- What is being asked: Pull each line containing "spire" from the data.

- Data supplied:
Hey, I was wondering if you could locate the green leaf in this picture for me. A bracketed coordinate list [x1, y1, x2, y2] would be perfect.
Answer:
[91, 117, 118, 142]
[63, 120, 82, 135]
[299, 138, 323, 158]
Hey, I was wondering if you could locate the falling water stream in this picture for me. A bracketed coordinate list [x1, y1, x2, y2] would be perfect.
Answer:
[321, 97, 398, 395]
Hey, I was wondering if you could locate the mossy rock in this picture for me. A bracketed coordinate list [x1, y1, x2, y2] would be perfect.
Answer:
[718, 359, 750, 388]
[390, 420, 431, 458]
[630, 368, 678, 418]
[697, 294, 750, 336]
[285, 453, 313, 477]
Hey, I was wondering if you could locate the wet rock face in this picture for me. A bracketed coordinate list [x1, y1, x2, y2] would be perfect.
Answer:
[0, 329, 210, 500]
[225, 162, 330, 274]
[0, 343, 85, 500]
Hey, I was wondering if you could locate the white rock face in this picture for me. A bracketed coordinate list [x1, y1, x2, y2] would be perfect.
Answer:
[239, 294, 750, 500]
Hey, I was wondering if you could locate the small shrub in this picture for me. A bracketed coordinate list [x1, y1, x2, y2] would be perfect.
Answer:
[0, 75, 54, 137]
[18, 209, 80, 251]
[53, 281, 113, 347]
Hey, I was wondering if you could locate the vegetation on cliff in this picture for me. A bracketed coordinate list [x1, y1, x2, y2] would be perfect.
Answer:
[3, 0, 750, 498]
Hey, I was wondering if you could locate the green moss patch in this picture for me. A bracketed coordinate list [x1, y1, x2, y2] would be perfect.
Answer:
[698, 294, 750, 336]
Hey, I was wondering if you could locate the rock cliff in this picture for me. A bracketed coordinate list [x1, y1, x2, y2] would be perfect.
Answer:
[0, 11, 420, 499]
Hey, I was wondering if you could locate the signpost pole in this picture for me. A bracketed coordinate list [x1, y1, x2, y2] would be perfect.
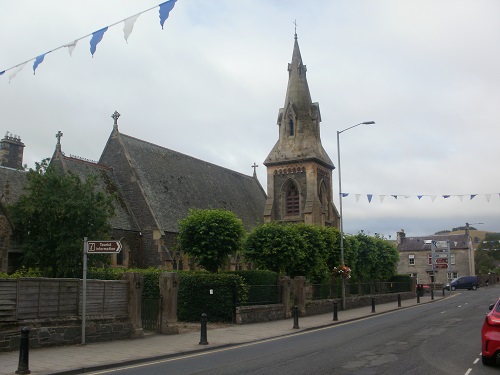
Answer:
[82, 237, 87, 346]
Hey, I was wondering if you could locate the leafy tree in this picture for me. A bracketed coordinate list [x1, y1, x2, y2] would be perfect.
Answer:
[177, 209, 245, 273]
[10, 159, 115, 278]
[244, 223, 340, 281]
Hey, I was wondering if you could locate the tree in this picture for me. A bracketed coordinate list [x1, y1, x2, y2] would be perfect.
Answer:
[10, 159, 115, 277]
[243, 222, 338, 280]
[177, 209, 245, 273]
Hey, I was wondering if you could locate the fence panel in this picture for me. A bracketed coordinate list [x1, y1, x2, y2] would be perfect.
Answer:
[239, 285, 281, 306]
[0, 280, 17, 321]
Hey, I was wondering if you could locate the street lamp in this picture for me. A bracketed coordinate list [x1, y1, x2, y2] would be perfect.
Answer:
[337, 121, 375, 310]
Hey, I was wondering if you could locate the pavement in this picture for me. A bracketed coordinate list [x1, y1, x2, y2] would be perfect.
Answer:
[1, 294, 446, 375]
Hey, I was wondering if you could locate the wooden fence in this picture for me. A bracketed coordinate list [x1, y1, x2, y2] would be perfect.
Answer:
[0, 278, 128, 322]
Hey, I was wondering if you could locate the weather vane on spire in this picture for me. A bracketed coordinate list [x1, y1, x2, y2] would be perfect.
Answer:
[293, 19, 298, 39]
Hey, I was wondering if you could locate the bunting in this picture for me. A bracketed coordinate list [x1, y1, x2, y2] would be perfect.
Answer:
[340, 192, 500, 203]
[1, 0, 178, 82]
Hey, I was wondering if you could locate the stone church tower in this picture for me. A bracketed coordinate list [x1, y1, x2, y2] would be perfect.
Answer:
[263, 33, 339, 227]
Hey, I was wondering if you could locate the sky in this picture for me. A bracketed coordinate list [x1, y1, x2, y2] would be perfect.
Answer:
[1, 0, 499, 238]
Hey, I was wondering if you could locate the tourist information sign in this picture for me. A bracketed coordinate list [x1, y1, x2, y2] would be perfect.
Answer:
[87, 240, 122, 254]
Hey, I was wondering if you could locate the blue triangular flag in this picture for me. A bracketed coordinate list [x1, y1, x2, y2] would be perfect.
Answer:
[90, 27, 109, 56]
[33, 53, 46, 75]
[391, 195, 398, 200]
[159, 0, 177, 29]
[417, 195, 423, 200]
[0, 70, 5, 76]
[342, 193, 349, 198]
[443, 195, 450, 199]
[470, 194, 477, 200]
[367, 194, 373, 203]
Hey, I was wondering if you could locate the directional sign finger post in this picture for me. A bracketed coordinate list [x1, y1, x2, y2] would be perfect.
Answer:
[82, 238, 122, 345]
[87, 240, 122, 254]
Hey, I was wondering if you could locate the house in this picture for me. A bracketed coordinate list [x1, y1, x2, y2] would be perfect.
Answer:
[396, 229, 474, 285]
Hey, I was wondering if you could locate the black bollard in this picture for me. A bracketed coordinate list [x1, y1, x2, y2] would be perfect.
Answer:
[371, 297, 376, 313]
[16, 327, 30, 375]
[199, 313, 208, 345]
[442, 288, 445, 297]
[417, 293, 420, 303]
[397, 293, 401, 307]
[431, 289, 434, 300]
[333, 301, 338, 321]
[293, 305, 299, 329]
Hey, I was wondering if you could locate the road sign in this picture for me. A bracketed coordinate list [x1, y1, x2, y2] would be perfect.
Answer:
[434, 264, 448, 269]
[433, 253, 448, 258]
[435, 258, 448, 264]
[87, 240, 122, 254]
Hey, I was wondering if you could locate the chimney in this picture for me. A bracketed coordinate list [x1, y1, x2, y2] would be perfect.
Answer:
[397, 229, 406, 245]
[0, 131, 25, 170]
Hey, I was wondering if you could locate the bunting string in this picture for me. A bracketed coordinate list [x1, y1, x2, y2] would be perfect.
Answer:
[342, 193, 500, 203]
[0, 0, 177, 80]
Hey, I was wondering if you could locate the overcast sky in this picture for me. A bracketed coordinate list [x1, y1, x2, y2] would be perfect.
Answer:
[1, 0, 499, 238]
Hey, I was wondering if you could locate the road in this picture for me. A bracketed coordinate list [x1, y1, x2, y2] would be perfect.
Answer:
[90, 286, 500, 375]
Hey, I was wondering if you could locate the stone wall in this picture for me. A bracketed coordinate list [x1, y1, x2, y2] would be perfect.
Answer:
[235, 304, 286, 324]
[305, 292, 414, 316]
[0, 316, 132, 351]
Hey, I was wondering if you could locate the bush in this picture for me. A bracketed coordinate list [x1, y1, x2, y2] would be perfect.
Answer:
[178, 272, 248, 322]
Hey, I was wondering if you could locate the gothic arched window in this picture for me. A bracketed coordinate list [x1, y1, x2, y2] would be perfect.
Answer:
[286, 184, 300, 215]
[289, 119, 294, 136]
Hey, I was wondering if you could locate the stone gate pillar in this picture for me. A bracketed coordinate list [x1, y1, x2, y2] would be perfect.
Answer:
[159, 272, 180, 334]
[293, 276, 306, 316]
[278, 276, 291, 318]
[122, 272, 144, 338]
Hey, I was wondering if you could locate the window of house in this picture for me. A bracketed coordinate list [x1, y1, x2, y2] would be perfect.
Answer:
[450, 253, 455, 265]
[286, 184, 300, 215]
[408, 254, 415, 265]
[447, 271, 458, 280]
[428, 254, 432, 265]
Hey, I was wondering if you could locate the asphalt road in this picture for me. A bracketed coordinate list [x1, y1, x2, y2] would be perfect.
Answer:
[89, 286, 500, 375]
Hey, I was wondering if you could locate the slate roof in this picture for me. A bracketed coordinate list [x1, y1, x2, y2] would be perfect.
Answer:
[0, 166, 28, 205]
[398, 233, 469, 252]
[117, 133, 267, 232]
[55, 155, 139, 232]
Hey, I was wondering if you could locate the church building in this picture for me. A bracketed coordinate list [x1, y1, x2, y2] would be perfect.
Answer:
[0, 33, 339, 273]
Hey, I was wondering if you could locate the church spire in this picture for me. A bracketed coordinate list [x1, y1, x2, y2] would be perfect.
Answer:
[264, 32, 333, 169]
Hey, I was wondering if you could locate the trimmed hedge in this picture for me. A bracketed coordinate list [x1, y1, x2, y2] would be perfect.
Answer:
[177, 272, 248, 322]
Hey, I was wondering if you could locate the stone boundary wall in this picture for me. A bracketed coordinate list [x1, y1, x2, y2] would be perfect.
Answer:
[305, 292, 413, 316]
[236, 304, 286, 324]
[0, 315, 132, 352]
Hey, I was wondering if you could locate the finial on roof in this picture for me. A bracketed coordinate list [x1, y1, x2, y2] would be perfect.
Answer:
[251, 162, 258, 178]
[293, 19, 298, 40]
[112, 110, 121, 130]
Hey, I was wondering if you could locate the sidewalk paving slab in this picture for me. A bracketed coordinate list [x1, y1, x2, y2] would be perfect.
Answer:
[0, 294, 447, 375]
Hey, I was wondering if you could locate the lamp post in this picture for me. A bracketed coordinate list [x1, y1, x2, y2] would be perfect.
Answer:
[337, 121, 375, 310]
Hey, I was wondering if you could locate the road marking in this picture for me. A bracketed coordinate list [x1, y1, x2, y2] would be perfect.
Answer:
[473, 358, 479, 364]
[465, 368, 472, 375]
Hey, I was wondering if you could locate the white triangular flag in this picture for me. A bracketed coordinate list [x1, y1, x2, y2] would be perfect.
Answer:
[379, 195, 385, 203]
[66, 40, 78, 56]
[431, 195, 437, 202]
[123, 14, 140, 42]
[8, 63, 27, 83]
[457, 195, 464, 202]
[485, 194, 491, 202]
[355, 194, 361, 203]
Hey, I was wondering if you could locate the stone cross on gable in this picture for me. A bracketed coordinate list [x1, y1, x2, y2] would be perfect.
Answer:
[56, 130, 63, 145]
[112, 110, 120, 130]
[251, 162, 258, 177]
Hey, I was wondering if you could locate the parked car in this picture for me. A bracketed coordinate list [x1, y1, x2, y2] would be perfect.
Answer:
[444, 276, 479, 291]
[481, 298, 500, 365]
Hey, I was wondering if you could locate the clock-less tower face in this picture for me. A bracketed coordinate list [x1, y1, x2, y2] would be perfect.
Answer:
[263, 34, 339, 228]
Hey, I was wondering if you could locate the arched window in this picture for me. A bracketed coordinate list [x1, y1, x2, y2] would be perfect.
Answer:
[319, 181, 328, 213]
[289, 119, 294, 136]
[286, 184, 300, 215]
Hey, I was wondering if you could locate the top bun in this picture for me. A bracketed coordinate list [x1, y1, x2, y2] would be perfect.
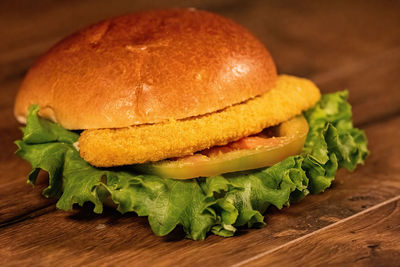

- Reply:
Hey, I was wondering if you could locate the weather vane on spire in this picture for me. A bracketed coordinate list [x1, y1, x2, y2] would be perfect.
Hey, I was wondering if you could locate the church spire in this picture for me. A bracketed coordinate list [x1, y1, x2, y2] would be perfect.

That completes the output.